DIRECTIONS:
Please locate each line in the records below that contains the string "seal", and copy those lines out in full. Case counts when matching.

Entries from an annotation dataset
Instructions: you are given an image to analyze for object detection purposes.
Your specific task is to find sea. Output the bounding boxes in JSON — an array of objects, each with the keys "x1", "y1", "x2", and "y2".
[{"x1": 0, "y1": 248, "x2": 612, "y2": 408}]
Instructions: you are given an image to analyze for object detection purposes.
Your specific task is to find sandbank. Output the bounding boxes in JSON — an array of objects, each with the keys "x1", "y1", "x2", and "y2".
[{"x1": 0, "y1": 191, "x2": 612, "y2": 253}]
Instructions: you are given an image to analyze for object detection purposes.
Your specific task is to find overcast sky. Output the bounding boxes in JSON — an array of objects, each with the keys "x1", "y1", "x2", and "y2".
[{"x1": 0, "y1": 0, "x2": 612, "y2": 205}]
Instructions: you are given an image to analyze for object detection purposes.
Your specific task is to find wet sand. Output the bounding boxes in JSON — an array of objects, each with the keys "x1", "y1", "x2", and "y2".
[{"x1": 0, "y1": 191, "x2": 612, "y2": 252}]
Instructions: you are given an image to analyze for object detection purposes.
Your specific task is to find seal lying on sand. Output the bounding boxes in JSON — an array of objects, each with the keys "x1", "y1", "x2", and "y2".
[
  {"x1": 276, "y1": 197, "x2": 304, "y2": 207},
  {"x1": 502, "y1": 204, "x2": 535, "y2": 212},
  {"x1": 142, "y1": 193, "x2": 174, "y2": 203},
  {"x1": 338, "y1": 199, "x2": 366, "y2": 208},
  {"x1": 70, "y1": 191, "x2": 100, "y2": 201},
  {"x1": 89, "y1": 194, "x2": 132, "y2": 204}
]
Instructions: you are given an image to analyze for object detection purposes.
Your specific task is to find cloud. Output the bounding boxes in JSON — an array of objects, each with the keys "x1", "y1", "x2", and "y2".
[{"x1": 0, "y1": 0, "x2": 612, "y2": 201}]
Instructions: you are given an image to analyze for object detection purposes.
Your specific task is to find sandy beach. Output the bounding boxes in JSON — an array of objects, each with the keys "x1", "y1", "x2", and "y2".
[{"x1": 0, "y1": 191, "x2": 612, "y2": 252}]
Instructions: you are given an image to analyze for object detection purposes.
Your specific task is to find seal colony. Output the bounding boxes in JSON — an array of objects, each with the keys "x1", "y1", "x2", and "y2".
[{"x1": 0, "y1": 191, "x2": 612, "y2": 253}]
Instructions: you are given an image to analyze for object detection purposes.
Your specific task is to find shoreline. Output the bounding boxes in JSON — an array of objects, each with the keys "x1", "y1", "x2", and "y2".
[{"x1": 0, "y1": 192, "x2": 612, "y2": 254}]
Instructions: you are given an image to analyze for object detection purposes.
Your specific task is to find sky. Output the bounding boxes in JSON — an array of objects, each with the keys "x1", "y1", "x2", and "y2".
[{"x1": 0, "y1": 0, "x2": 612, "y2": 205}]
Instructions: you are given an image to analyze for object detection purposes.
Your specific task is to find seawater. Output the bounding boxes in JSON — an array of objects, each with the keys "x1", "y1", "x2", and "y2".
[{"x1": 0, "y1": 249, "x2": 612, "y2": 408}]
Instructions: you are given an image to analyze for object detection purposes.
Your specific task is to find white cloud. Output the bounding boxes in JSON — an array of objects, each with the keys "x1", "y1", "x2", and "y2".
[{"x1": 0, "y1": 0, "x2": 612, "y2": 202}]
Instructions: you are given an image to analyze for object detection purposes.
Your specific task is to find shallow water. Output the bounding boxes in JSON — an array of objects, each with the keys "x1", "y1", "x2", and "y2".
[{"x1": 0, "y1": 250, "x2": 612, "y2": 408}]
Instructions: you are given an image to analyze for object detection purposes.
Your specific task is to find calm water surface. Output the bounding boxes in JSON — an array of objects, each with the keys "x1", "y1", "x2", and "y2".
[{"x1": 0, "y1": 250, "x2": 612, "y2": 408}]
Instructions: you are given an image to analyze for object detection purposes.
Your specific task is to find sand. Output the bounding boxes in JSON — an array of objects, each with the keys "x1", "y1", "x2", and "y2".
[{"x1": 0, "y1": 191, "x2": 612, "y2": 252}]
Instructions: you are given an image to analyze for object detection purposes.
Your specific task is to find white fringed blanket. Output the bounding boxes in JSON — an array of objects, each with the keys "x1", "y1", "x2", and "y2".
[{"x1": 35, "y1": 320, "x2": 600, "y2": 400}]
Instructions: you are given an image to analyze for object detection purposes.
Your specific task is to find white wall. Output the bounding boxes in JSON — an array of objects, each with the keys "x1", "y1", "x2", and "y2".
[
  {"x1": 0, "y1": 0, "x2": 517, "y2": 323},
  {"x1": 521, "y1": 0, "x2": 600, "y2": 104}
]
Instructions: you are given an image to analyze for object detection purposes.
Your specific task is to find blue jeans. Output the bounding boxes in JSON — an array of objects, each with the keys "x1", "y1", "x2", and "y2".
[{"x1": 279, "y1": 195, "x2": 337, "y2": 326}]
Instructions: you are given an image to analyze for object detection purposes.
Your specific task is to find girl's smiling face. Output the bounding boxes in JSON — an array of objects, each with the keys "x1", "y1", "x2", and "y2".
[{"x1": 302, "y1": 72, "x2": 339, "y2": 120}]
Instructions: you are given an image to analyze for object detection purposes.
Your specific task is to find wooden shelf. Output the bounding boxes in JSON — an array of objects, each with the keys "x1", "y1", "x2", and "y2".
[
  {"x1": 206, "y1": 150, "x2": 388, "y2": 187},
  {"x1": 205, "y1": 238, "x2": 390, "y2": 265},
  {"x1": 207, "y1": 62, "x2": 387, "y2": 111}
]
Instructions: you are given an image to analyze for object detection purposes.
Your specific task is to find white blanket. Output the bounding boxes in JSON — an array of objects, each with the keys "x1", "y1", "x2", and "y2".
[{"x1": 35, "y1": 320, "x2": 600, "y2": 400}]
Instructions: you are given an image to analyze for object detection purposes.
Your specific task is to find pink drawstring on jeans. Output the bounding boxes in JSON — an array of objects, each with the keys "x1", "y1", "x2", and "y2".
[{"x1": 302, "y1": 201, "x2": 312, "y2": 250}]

OUTPUT OF THE EXERCISE:
Your specific task is to find seal lying on sand. Output the bounding boxes in JSON — an array of objects, each with the keys "x1", "y1", "x2", and "y2".
Your specific task is to find seal colony. Output the bounding boxes in JSON — an array of objects, each with the keys "x1", "y1", "x2", and "y2".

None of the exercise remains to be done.